**** Supplied material

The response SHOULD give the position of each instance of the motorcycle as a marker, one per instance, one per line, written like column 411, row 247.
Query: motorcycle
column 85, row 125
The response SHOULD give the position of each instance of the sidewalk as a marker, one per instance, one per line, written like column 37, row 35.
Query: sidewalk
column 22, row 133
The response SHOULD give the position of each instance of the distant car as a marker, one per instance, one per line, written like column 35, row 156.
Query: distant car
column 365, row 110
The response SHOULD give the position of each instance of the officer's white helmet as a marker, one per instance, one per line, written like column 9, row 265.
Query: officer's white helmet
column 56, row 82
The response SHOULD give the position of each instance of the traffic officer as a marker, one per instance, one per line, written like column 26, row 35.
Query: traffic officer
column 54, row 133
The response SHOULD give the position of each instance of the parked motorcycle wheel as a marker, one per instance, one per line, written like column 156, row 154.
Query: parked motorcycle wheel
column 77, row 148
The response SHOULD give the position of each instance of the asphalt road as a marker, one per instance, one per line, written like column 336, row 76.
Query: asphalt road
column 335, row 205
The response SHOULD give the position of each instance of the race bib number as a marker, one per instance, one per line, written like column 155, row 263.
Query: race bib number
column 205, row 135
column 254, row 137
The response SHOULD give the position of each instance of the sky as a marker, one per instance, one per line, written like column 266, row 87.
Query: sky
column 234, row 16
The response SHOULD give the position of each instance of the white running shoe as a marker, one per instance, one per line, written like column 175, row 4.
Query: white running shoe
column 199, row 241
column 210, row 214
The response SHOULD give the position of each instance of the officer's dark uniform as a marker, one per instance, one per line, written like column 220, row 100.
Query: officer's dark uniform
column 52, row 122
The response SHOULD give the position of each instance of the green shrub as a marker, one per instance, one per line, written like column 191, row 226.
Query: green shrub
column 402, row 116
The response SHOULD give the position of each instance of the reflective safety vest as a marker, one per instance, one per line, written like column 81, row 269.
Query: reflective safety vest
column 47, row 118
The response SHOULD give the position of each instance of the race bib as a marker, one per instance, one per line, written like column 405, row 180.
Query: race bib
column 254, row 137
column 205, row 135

********

**Work order**: Every entry, from top to bottom, should be repeated word for word.

**Exercise answer**:
The response SHOULD give the position of each instance of the motorcycle as a marker, one per instance, one per line, written like column 411, row 247.
Query: motorcycle
column 85, row 125
The response SHOULD give the position of each instance of the sidewalk as a marker, one per instance, one per line, written like column 37, row 35.
Query: sidewalk
column 22, row 133
The response SHOULD give the position of each instance of the distant car as a marker, one per instance, one per line, written like column 35, row 156.
Query: distant car
column 365, row 110
The response SHOULD give the position of each instance of the officer's white helmet as a marker, one per instance, one per line, written like column 9, row 265.
Query: officer's white helmet
column 56, row 82
The response SHOULD give the position of each instance of the traffic officer as a marker, one per instance, one per line, written like column 26, row 35.
Query: traffic officer
column 54, row 133
The response SHOULD give the position of each instance of the parked motorcycle wheel as a marker, one per instance, one per line, written like column 156, row 154.
Query: parked motorcycle wheel
column 77, row 148
The response SHOULD give the position of each instance of the asphalt road as a marker, one per instance, one per line, written like column 336, row 76.
Query: asphalt road
column 335, row 205
The response SHOULD give the position of each instance of the race bib number as a marker, one per instance, one per line, written like column 155, row 263.
Query: race bib number
column 205, row 135
column 254, row 137
The response SHOULD give the position of each instance of the sky as a marker, one per instance, one per line, written like column 266, row 87.
Query: sky
column 234, row 16
The response SHOULD give the position of each instance of the white running shoe as a marker, one per instance, one per line, written like column 175, row 4.
Query: white running shoe
column 199, row 241
column 210, row 214
The response SHOULD give the position of each instance of the officer's dark uniform as a marker, one per instance, one per line, written like column 220, row 100.
Query: officer's dark uniform
column 52, row 122
The response SHOULD give the position of each instance of the green shrub as a marker, one per instance, one per line, written like column 191, row 226.
Query: green shrub
column 402, row 116
The response SHOULD give the position of each instance of the reflective safety vest as a marker, one per instance, one per line, written like column 81, row 269.
Query: reflective safety vest
column 47, row 118
The response SHOULD give the position of each instance of the race bib as a marker, one per instance, one per line, written like column 405, row 180.
Query: race bib
column 254, row 137
column 205, row 135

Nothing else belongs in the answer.